DATASET RECORDS —
+-------+

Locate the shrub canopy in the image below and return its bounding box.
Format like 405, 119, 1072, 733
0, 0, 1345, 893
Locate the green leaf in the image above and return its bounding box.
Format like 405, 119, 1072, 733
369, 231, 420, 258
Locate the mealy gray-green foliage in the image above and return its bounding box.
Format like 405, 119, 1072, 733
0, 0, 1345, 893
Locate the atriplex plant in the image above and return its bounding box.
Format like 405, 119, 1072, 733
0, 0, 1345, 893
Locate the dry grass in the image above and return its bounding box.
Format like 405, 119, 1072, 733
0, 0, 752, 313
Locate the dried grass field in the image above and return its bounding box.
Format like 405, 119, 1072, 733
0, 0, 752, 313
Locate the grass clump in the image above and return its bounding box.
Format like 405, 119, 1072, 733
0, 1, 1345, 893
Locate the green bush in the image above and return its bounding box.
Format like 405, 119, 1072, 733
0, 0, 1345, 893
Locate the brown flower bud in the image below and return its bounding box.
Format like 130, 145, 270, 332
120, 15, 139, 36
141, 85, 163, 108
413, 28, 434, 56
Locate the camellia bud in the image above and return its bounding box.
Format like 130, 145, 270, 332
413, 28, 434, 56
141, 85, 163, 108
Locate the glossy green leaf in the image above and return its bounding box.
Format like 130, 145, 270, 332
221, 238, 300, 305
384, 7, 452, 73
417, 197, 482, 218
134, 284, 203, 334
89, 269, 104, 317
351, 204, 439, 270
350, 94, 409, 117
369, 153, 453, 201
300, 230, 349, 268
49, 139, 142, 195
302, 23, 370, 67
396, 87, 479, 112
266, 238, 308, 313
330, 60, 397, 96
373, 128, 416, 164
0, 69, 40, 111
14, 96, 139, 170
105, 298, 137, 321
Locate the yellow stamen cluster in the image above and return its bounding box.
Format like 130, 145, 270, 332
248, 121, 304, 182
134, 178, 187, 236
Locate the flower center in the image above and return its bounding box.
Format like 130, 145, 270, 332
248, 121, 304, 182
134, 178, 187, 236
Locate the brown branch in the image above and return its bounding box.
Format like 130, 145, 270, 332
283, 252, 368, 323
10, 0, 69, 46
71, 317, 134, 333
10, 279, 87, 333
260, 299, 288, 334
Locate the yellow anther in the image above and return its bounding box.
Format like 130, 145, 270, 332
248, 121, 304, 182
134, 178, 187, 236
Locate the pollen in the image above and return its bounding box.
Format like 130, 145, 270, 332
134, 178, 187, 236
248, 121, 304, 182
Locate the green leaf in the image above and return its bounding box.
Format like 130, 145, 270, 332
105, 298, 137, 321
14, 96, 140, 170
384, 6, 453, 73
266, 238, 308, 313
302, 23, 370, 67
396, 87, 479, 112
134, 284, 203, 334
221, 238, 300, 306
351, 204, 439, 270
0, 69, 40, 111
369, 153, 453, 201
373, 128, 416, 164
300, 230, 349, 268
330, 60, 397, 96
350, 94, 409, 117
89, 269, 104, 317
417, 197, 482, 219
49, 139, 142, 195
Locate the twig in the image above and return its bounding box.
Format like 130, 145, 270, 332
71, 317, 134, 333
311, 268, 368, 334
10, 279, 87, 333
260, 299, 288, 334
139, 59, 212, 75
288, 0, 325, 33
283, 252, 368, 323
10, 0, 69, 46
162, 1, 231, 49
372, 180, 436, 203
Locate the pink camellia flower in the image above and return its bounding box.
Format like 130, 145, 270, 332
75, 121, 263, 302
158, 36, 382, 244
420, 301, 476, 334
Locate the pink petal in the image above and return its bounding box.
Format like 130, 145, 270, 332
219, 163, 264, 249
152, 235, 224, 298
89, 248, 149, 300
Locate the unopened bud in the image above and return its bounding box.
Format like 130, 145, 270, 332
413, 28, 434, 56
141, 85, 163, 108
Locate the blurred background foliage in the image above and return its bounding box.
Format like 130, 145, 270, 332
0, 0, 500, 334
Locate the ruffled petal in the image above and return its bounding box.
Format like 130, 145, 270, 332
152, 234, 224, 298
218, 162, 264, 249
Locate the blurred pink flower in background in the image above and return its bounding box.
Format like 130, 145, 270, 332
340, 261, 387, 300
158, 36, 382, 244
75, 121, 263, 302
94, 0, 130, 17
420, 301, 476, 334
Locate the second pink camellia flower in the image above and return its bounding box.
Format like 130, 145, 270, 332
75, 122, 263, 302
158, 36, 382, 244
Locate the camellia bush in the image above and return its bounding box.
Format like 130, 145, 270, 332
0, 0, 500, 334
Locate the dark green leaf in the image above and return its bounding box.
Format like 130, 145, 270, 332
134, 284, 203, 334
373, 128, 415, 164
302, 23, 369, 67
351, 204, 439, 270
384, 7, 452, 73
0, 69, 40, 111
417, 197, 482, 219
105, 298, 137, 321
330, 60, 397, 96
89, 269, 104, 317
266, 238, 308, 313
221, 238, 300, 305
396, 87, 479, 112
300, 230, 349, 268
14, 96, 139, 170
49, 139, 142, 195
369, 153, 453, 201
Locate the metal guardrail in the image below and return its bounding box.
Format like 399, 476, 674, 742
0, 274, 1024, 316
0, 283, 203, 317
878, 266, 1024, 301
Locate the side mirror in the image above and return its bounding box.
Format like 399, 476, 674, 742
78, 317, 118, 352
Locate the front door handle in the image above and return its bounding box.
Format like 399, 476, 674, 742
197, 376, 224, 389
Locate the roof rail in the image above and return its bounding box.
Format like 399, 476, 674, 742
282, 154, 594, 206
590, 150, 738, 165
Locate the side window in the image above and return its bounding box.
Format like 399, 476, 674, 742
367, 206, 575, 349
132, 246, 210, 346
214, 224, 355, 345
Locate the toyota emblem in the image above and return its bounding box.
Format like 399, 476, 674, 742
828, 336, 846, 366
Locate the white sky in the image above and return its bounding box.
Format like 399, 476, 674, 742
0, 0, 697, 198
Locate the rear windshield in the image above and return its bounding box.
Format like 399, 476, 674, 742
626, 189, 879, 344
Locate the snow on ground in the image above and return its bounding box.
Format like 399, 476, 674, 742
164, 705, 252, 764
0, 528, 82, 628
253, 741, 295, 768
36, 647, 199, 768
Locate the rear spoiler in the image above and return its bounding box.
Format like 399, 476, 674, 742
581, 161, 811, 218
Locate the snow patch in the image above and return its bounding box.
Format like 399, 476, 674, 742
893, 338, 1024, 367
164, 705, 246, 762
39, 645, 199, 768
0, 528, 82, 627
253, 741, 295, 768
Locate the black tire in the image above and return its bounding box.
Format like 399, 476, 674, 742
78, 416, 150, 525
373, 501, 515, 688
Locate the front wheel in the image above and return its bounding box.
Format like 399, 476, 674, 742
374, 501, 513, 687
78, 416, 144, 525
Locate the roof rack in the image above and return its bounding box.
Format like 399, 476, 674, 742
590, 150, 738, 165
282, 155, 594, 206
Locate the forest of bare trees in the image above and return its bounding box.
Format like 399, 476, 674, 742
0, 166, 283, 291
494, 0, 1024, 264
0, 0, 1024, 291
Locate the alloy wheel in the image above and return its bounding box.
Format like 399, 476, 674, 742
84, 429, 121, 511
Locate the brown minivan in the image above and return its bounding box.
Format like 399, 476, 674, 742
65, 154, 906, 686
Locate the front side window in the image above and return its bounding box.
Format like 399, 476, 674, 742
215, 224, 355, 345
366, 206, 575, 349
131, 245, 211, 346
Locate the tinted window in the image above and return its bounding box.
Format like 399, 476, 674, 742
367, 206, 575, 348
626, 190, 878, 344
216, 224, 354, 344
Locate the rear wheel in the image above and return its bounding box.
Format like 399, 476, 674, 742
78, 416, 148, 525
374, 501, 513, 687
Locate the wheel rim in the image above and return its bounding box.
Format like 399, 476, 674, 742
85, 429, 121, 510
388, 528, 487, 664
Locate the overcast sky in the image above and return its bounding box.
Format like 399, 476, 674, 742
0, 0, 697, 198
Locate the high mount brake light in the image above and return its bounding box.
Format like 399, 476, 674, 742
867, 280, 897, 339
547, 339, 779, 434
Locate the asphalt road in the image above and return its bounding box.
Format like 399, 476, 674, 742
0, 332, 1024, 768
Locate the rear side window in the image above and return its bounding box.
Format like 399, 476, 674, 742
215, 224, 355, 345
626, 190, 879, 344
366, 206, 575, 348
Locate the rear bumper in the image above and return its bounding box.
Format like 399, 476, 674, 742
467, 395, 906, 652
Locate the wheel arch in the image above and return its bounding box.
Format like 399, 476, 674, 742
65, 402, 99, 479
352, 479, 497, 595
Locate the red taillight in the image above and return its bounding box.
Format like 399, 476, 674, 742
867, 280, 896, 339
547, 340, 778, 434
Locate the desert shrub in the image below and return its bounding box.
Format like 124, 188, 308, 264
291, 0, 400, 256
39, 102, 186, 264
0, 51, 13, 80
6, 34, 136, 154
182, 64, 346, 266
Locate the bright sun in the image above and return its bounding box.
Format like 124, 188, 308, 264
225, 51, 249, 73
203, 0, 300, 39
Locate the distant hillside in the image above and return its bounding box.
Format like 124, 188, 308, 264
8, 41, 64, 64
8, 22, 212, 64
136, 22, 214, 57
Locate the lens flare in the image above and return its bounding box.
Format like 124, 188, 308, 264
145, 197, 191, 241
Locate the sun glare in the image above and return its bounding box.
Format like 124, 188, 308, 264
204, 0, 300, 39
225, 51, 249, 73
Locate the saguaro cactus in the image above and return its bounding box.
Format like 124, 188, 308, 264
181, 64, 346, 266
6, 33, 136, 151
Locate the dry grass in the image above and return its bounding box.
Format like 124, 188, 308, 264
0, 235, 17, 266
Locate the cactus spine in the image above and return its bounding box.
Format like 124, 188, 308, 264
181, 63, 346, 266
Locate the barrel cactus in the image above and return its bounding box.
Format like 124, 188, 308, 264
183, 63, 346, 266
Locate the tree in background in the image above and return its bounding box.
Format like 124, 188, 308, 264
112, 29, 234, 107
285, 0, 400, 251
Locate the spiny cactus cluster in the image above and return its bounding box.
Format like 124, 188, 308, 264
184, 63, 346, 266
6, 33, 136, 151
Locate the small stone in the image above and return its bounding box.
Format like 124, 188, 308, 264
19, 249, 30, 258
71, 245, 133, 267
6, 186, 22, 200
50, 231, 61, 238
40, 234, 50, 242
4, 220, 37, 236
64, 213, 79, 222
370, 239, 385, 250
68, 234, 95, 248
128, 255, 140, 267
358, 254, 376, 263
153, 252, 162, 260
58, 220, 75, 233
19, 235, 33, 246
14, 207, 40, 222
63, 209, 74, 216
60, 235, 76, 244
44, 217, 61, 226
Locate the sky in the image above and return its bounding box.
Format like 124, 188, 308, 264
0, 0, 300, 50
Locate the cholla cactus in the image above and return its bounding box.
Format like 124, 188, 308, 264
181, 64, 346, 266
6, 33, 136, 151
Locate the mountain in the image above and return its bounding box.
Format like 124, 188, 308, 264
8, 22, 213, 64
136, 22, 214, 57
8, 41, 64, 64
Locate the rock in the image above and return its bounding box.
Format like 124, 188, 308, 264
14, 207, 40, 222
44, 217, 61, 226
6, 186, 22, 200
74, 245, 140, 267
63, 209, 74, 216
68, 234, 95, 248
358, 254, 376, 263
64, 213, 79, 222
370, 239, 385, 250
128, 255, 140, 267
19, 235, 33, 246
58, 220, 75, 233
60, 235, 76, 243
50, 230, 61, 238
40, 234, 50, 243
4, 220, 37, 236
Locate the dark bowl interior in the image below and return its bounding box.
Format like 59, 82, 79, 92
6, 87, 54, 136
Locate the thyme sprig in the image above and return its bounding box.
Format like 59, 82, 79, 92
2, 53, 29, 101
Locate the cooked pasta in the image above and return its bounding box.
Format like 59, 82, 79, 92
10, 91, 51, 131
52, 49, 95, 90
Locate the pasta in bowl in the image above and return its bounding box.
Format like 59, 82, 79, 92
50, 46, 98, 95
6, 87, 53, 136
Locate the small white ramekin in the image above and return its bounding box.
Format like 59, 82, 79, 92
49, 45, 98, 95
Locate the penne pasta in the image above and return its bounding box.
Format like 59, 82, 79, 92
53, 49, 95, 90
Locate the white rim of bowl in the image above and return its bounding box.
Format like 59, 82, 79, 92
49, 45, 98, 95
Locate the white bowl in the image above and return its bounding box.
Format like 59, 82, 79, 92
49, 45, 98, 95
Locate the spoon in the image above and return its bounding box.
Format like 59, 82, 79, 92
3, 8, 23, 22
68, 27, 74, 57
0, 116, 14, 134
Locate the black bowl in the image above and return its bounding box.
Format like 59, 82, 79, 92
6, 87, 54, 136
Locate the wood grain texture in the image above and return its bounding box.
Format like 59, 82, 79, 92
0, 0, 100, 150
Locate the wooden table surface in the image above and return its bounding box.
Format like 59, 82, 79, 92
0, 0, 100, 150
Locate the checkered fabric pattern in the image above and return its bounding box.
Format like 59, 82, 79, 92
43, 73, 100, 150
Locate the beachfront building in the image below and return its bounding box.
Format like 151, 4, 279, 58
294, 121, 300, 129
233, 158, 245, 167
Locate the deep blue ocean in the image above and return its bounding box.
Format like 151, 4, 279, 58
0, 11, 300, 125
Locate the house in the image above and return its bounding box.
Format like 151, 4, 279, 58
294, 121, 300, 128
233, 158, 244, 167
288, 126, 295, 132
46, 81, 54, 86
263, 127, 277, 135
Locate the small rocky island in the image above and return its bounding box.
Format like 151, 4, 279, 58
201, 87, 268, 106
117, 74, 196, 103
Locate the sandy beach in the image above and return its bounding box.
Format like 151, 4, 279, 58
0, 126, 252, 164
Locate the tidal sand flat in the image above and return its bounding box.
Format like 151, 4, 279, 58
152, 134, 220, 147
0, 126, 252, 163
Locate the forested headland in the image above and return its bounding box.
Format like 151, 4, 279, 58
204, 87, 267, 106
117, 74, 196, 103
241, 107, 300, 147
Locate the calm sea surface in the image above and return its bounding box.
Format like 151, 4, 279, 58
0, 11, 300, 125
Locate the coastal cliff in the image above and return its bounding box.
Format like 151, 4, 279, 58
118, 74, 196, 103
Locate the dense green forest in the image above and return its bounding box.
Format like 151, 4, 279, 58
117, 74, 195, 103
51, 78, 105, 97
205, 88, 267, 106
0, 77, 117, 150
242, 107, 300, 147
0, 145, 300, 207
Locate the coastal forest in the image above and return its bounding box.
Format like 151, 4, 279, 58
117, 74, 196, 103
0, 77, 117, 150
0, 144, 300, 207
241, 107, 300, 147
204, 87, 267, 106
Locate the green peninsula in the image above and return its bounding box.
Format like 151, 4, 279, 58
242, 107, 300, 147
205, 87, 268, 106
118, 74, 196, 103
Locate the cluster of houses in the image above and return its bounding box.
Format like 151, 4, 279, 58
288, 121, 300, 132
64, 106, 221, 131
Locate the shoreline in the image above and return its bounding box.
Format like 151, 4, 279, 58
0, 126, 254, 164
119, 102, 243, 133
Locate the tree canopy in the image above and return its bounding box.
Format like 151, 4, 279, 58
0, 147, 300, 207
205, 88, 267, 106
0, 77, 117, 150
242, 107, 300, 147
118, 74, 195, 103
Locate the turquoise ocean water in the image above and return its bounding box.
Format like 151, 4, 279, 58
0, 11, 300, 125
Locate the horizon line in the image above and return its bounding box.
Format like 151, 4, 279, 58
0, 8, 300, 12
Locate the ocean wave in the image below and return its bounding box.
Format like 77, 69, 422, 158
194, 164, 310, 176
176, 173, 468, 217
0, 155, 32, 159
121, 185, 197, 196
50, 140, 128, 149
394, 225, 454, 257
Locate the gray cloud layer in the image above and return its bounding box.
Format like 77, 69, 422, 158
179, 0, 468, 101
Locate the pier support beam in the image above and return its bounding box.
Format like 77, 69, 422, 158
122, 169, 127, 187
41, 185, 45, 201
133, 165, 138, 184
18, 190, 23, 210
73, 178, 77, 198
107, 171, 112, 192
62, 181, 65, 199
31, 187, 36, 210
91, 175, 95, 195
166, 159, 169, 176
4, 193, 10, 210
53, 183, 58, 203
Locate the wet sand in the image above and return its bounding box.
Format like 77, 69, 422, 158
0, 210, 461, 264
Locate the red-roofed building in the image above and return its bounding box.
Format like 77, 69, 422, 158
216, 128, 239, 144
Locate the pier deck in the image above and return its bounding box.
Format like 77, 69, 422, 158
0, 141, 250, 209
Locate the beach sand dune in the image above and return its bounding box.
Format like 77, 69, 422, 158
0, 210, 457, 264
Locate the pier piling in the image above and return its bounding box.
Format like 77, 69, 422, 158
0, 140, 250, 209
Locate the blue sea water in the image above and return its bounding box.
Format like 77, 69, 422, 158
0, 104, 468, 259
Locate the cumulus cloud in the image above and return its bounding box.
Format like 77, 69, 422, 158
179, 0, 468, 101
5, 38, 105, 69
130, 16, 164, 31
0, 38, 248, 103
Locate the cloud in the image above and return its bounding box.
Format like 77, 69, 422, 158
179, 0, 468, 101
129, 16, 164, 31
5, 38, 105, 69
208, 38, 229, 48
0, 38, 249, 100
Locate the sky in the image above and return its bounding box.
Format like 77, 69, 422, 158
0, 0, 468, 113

+-------+

EXERCISE GOAL — Rewrite the stretch of lines from "Locate the small rocky" through "0, 126, 252, 164", swapping "sandy beach" for "pebble beach" and keeping everything else the same. Return only those lines.

OUTPUT BELOW —
Locate the small rocky island in the image above and return its bounding box.
Format like 151, 4, 279, 58
201, 87, 268, 106
117, 74, 196, 103
Locate the pebble beach in the image above and return its bounding box.
Format like 151, 4, 279, 58
0, 126, 252, 164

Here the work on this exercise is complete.